# An interesting Job---



## Brian Rupnow (Apr 29, 2015)

I built so many models over this past winter that I reached a point of total burn-out on machining. However, my daily engineering work goes on, and I have a customer who has to turn the commutators on a certain electric motor that he sells and services, which doesn't easily come apart. The decision was made to buy a mini lathe and make some special fixtures for it to hold the outer housing of the motor and use a drive dog mounted in the lathe chuck to spin the armature. So--I went to BusyBee tools on Saturday, purchased a mini lathe, and today I have modeled it, along with the fixtures required to mount and turn the motor. I love this kind of interesting thing when it comes along!!!---Brian


----------



## Herbiev (Apr 29, 2015)

Ingenious design. I love it.


----------



## Brian Rupnow (Apr 29, 2015)

I find it quite surprising that this Mini-lathe doesn't seem to have a carriage lock on it. My larger 10 x 18 lathe from BusyBee has a carriage lock bolt that tightens into a piece of steel riding underneath the ways. When doing any serious parting off, I always lock the carriage in place. Either there is a carriage lock and I just haven't found it, or else these must be a pig of a thing to do any parting off with.

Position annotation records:

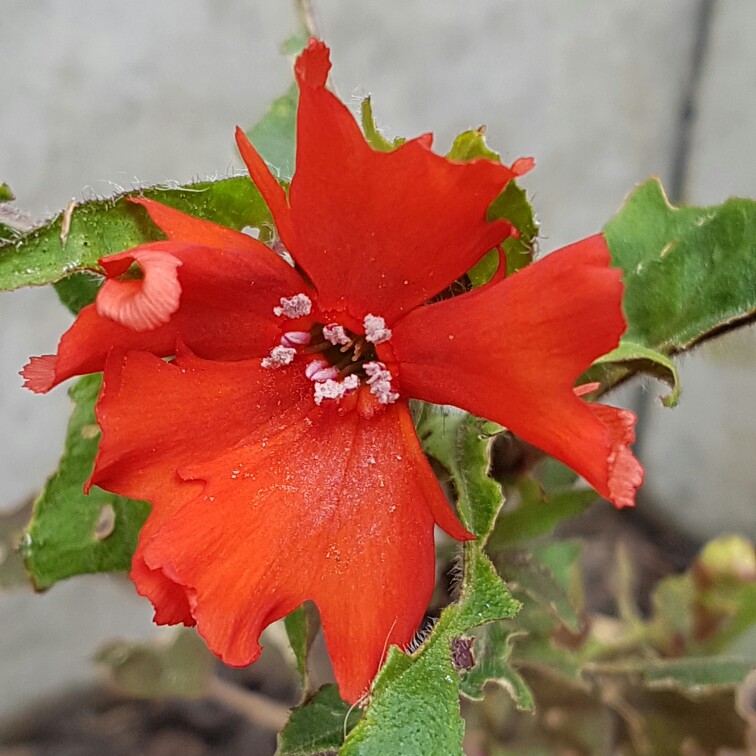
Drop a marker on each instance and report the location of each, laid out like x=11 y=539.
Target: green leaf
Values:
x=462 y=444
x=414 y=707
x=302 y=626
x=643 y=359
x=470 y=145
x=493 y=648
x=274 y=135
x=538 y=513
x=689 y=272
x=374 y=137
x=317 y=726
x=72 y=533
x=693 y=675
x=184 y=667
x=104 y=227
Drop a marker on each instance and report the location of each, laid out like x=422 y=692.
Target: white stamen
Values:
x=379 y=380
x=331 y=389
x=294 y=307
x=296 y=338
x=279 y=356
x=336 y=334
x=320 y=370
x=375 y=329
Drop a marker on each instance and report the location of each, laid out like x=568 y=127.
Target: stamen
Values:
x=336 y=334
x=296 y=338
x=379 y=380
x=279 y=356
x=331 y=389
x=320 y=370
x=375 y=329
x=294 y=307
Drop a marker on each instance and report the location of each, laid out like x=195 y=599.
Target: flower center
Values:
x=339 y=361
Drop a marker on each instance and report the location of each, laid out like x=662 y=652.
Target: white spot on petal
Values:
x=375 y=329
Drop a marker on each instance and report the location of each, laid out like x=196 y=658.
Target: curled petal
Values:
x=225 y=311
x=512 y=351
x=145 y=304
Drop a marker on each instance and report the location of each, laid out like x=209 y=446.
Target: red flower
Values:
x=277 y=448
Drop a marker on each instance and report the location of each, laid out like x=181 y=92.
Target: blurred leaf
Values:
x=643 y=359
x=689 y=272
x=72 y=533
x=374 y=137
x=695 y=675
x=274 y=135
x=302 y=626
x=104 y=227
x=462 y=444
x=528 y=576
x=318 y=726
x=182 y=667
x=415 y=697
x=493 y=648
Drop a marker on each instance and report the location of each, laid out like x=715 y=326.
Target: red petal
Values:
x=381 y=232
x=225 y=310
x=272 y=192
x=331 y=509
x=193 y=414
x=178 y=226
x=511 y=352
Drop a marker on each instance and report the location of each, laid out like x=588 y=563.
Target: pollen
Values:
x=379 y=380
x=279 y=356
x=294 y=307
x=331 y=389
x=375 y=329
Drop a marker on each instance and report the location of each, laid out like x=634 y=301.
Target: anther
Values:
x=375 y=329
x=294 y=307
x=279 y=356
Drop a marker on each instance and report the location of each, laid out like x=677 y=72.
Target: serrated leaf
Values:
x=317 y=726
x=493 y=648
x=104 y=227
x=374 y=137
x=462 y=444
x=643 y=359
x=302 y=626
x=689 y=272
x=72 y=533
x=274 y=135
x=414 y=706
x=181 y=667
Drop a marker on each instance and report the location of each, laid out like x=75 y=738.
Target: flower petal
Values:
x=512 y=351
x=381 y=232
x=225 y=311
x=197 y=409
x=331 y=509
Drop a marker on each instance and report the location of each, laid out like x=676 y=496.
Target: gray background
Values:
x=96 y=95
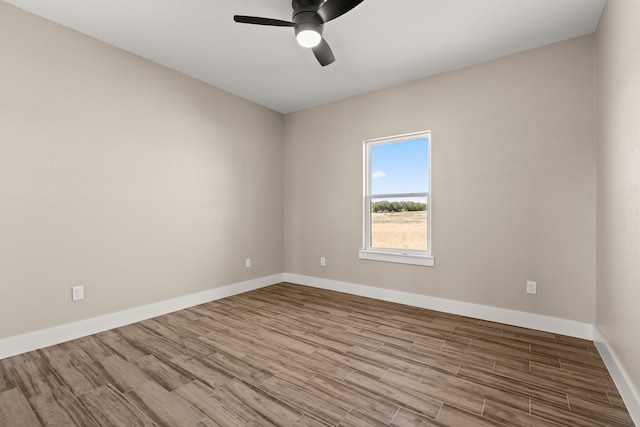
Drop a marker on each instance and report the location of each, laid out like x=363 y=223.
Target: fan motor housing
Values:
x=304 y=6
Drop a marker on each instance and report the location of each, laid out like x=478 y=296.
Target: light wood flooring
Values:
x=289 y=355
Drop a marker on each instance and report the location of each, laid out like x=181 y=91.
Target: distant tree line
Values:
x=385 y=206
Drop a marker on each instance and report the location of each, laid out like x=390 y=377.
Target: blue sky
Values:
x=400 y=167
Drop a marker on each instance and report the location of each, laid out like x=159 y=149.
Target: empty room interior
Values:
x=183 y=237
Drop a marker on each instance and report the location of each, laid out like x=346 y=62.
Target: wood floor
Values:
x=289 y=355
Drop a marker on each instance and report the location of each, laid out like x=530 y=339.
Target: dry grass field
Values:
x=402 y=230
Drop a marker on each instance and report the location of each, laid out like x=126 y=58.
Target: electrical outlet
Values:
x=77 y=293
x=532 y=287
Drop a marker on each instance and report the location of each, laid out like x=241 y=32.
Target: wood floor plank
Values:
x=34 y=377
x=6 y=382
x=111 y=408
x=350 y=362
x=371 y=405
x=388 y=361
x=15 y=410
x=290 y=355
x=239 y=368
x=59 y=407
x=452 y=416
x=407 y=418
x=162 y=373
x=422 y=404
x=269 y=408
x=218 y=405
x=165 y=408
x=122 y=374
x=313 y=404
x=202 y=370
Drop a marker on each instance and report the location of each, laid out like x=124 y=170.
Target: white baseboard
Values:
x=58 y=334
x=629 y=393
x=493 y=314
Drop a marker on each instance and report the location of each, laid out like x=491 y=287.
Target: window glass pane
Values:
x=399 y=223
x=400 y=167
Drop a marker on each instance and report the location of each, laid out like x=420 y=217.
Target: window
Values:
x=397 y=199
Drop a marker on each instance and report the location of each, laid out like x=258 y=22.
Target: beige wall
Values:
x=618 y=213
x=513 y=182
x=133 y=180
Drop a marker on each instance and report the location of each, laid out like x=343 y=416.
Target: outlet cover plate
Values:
--
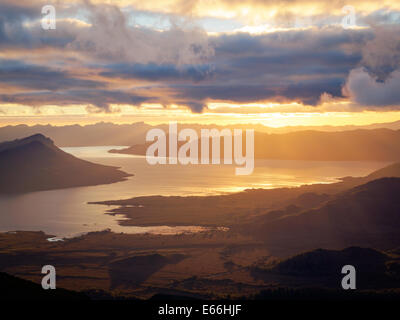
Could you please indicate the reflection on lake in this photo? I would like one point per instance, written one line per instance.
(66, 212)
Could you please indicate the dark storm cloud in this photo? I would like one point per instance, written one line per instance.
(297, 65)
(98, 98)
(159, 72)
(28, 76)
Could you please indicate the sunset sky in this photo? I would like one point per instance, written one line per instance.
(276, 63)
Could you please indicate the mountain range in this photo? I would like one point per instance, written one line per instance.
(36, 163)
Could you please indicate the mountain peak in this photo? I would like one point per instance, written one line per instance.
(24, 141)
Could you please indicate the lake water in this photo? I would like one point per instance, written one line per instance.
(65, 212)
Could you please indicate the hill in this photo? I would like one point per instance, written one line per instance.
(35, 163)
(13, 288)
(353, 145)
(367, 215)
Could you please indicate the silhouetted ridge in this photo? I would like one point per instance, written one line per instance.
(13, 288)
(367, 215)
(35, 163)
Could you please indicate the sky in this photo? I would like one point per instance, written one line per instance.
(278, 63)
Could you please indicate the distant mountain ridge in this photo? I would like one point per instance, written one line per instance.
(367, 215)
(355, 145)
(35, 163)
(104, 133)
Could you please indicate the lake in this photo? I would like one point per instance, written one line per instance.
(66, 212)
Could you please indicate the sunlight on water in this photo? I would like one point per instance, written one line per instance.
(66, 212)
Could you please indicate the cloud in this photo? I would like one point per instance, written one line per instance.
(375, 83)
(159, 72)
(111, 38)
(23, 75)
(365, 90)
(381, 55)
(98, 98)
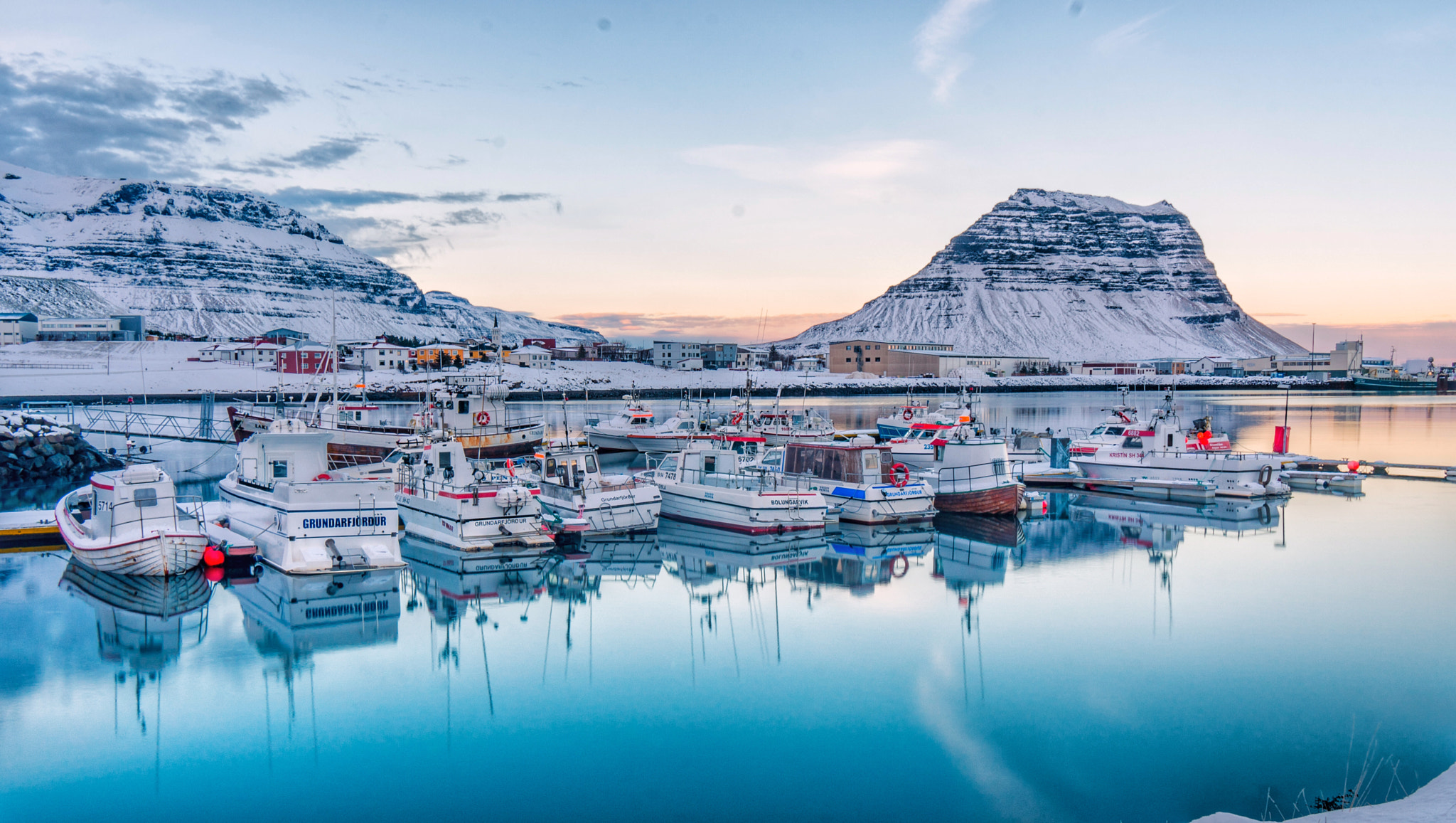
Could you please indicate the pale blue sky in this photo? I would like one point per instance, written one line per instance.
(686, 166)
==
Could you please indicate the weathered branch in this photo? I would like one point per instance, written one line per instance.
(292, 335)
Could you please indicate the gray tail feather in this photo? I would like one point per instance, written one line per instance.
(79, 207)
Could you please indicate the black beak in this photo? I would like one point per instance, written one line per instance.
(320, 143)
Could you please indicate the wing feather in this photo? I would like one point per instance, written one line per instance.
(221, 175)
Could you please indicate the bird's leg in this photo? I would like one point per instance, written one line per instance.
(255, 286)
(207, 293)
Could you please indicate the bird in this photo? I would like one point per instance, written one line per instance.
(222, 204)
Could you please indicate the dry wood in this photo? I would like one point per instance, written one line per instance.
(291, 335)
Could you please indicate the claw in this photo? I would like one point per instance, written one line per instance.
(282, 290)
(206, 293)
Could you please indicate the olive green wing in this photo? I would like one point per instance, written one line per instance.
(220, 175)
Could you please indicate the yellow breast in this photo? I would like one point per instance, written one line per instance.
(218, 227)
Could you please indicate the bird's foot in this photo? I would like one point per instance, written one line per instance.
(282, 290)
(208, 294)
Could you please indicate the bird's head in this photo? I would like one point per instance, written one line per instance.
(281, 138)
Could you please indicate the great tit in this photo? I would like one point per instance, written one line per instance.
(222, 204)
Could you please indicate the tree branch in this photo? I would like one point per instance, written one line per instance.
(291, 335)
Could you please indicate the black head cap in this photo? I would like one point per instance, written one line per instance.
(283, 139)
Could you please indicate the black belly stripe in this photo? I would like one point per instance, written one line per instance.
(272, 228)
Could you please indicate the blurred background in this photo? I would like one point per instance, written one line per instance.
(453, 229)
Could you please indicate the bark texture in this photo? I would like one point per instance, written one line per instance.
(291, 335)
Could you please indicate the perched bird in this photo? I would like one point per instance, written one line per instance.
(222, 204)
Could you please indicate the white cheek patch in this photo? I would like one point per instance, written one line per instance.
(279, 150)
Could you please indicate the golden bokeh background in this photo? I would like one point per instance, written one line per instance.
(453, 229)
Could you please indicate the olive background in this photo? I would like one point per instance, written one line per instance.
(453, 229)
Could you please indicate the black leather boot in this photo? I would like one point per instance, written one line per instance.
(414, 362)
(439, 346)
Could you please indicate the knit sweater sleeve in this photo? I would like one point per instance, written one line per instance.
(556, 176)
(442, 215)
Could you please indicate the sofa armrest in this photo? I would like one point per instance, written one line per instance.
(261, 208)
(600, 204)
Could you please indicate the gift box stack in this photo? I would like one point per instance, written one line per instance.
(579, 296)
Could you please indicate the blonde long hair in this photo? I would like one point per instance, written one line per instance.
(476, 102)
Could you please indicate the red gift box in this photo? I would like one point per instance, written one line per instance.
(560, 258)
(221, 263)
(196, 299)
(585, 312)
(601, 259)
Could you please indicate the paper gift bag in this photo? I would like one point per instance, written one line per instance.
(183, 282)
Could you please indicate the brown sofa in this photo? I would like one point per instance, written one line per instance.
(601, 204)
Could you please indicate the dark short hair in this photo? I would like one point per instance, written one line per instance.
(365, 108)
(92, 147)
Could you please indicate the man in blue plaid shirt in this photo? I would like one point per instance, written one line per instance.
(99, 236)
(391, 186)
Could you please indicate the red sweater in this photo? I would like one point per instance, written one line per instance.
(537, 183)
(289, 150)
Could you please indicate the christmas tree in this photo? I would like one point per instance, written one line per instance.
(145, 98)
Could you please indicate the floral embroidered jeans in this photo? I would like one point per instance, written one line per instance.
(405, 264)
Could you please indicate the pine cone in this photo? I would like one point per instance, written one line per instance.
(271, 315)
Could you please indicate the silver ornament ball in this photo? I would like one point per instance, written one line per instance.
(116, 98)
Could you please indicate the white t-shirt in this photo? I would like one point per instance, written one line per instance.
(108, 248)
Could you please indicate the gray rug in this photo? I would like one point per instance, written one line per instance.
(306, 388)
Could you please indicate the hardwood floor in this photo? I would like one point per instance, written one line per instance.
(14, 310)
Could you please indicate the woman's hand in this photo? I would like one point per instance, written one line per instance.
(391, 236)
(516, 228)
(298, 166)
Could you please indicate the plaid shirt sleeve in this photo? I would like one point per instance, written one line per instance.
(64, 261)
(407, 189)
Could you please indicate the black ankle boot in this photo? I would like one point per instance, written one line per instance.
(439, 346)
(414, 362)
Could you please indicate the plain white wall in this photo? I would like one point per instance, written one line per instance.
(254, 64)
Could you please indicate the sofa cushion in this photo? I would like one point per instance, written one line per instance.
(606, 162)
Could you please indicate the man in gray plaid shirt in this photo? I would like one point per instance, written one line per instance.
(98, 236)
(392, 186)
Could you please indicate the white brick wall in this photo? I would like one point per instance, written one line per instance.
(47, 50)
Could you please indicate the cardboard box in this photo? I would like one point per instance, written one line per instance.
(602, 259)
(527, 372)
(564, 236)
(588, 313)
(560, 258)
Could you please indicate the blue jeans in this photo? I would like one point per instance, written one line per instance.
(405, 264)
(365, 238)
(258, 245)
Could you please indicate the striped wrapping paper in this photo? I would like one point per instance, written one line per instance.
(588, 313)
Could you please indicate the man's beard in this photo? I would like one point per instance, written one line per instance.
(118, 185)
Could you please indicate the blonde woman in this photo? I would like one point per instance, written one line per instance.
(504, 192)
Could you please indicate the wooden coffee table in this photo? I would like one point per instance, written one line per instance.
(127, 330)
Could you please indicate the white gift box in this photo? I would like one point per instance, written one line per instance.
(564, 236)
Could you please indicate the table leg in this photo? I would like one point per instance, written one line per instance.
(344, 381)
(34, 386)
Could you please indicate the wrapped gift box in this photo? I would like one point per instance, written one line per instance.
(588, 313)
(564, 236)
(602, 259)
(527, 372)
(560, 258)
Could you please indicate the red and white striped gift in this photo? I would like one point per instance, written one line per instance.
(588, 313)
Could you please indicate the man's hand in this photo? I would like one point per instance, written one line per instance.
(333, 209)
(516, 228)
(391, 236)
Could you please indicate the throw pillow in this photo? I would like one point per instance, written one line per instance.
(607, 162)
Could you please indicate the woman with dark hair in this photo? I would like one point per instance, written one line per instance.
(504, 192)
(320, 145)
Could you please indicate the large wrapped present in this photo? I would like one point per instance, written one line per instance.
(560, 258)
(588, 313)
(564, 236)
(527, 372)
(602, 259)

**DIRECTIVES:**
A: Answer these questions about the mini lathe thread:
(i) Where did Brian buy the mini lathe, and on what day?
(ii) What size is his larger lathe?
(iii) What does the carriage lock bolt on his larger lathe tighten into?
B: Reproduce everything in the mini lathe thread from "## Herbiev (Apr" down to "parting off with.".
C: Write the next part of the forum thread about the mini lathe, starting after its final post.
The listing is not needed for anything here.

**THE RESULTS:**
A:
(i) At BusyBee tools, on Saturday.
(ii) 10 x 18.
(iii) A piece of steel riding underneath the ways.

B:
## Herbiev (Apr 29, 2015)

Ingenious design. I love it.


----------



## Brian Rupnow (Apr 29, 2015)

I find it quite surprising that this Mini-lathe doesn't seem to have a carriage lock on it. My larger 10 x 18 lathe from BusyBee has a carriage lock bolt that tightens into a piece of steel riding underneath the ways. When doing any serious parting off, I always lock the carriage in place. Either there is a carriage lock and I just haven't found it, or else these must be a pig of a thing to do any parting off with.

C:
----------



## Cogsy (Apr 29, 2015)

Apart from it's colour and brand sticker, it looks just like the one I bought when I started this hobby. If it is, they don't come with a carriage lock and it's one of the first mods I had to do. 

Another mod that I intended to do but never got around to, is a cam lock on the tailstock. Some models already have this fitted but now that I've got used to using one I definitely couldn't go back to not having one. I'd suggest that if your customers' machine doesn't have a cam lock that you design him one of those as well.


----------



## bazmak (Apr 30, 2015)

Now you have a mini lathe you will have to read up on the threads
Lots of mods to do and a carriage lock is one of them.I have just
bought the Sieg SC4 8x20 and i am currently working on a carriage lock
Must have on this model with power cross feed. Regards barry


----------



## Brian Rupnow (Apr 30, 2015)

The mini lathe is not for me. I have a full sized lathe. The mini lathe is for my customer, and will be used only to resurface the commutator on his electric motors which he sells and services.


----------



## Brian Rupnow (Apr 30, 2015)

So, here we are---All detailed complete with general arrangement, and sent out for bids.


----------



## Brian Rupnow (Apr 30, 2015)

Hey Cogsy--How did you make the carriage lock? Do you have any pictures?


----------



## bazmak (Apr 30, 2015)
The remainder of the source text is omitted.